Your task: Reproduce the lines below exactly, starting at the one containing "Where can you see the distant tree" and stopping at the final line.

Information given:

⟨

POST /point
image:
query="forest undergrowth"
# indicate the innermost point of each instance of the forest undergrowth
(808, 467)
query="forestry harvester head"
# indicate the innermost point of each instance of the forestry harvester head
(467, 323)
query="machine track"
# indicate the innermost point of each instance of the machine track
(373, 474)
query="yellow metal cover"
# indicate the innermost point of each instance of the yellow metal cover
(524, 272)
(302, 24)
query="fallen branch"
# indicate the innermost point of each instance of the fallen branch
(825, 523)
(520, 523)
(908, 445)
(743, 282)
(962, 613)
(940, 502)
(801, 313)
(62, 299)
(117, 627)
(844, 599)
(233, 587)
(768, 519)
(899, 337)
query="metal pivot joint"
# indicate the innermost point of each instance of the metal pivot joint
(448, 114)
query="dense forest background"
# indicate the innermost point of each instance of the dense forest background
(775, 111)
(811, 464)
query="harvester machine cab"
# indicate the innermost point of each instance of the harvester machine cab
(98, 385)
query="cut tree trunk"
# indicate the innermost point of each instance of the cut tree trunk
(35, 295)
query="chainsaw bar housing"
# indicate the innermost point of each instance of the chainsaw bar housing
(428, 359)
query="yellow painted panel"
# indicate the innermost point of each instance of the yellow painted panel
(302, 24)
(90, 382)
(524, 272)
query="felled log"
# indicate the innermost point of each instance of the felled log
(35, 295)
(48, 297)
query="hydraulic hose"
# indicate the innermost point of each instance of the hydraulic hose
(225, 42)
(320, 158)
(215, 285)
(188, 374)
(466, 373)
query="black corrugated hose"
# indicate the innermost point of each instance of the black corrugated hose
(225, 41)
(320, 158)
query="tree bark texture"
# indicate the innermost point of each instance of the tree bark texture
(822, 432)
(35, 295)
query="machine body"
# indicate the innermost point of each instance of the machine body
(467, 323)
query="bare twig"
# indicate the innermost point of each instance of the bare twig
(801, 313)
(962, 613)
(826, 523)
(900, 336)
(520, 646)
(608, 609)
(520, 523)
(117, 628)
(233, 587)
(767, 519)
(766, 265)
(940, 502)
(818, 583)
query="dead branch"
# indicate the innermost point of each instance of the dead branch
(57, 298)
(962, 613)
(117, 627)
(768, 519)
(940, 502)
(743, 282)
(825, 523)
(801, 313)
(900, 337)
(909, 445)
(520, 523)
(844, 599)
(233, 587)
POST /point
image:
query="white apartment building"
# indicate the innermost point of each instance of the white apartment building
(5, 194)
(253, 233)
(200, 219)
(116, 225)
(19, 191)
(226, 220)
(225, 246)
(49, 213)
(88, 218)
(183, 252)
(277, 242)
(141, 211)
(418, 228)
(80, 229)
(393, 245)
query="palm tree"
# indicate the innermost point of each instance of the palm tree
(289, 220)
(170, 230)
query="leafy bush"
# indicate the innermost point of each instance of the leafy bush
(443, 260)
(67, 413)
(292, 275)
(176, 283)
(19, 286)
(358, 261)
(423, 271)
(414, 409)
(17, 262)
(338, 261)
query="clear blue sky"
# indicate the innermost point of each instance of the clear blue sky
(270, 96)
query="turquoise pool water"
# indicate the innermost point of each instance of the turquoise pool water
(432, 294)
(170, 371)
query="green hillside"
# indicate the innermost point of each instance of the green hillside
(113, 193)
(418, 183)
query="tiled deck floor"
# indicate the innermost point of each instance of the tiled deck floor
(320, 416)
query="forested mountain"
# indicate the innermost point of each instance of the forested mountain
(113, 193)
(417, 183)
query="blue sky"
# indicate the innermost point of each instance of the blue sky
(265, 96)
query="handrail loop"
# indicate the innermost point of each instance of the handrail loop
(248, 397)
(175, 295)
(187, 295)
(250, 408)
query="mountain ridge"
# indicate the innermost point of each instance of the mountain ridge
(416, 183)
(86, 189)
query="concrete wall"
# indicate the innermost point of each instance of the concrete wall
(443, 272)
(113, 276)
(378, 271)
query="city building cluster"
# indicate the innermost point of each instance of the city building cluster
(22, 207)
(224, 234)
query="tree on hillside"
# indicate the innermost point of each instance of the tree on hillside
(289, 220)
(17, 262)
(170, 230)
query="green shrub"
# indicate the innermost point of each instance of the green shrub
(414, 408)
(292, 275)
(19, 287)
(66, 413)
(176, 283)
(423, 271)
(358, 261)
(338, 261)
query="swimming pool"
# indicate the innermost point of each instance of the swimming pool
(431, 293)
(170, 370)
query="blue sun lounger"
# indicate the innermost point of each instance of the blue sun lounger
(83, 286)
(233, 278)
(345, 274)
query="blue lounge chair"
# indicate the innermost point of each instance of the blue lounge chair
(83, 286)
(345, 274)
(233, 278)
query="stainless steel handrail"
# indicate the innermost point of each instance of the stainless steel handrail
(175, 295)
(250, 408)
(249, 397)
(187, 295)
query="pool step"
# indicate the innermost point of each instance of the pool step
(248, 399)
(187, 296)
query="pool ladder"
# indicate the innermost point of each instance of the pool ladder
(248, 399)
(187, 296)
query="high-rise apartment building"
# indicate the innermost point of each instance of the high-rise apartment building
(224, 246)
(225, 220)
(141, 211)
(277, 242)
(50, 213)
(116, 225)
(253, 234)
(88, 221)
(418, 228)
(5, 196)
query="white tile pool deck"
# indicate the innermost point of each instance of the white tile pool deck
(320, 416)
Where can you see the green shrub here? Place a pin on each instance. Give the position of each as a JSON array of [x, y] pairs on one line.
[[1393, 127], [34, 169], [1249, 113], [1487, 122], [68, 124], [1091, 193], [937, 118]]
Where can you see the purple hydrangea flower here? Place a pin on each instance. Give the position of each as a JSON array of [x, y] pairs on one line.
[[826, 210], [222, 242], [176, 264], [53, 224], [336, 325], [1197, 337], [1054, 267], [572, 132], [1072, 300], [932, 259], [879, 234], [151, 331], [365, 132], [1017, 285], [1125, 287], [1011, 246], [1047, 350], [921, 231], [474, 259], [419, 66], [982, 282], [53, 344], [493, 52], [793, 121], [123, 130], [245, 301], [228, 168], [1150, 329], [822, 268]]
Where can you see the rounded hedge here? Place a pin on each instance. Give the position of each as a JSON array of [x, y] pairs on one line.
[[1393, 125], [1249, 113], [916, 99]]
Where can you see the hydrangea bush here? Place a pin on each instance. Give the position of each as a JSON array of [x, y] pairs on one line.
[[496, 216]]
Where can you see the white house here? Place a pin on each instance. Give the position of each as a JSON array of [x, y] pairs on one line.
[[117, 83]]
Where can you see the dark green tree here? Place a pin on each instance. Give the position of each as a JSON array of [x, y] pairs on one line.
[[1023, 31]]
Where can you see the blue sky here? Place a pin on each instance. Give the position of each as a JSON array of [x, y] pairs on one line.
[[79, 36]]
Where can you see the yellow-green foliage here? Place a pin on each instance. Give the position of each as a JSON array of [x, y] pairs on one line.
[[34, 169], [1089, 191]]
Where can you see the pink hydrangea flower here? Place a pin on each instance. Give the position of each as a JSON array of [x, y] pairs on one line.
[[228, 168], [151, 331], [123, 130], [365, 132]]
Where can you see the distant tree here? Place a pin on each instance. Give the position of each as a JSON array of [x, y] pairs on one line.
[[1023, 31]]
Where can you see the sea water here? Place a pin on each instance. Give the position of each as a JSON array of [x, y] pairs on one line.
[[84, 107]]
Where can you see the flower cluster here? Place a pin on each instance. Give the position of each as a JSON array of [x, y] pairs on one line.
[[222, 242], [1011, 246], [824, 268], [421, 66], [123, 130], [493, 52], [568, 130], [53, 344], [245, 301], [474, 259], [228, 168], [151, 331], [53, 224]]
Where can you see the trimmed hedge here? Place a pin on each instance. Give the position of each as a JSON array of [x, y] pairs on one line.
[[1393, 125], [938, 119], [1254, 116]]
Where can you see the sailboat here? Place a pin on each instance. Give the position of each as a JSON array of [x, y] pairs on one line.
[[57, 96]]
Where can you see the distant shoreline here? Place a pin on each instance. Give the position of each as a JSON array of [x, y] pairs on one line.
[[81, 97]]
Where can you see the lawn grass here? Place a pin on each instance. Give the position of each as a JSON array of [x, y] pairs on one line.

⟩

Worked solution:
Where can you see the distant tree here? Place a pin on each instance. Give the position of each as a JSON array of [x, y] pairs on one line.
[[1023, 31]]
Where can you see the sea water here? Place a pin on each instance. Give the position of each as a JSON array of [x, y] pairs on one line.
[[84, 107]]
Where can you see the flower cluster here? Place a pin on each instance. Give the position of each as a JSON array of [x, y] pairs on one line.
[[222, 242], [1011, 246], [824, 268], [421, 66], [123, 130], [493, 52], [568, 130], [53, 344], [245, 301], [474, 259], [228, 168], [151, 331], [53, 224]]
Where can you see the trimmed hedge here? Place a pin on each instance. Give the position of each as a JSON array of [x, y] pairs on one line.
[[1393, 125], [938, 119], [1254, 116]]
Where can you see the sailboat here? Place a pin on each instance. Give the position of each as a JSON array of [x, y] pairs on one line.
[[57, 96]]
Where can you see the distant shoreline here? Place a pin on each instance. Give the position of each as a JSON array of [x, y] pairs on one line.
[[81, 97]]
Where can you see the lawn grass here? Place a pin on each instance. Give the position of each as a JSON array of [x, y] pairs on one line.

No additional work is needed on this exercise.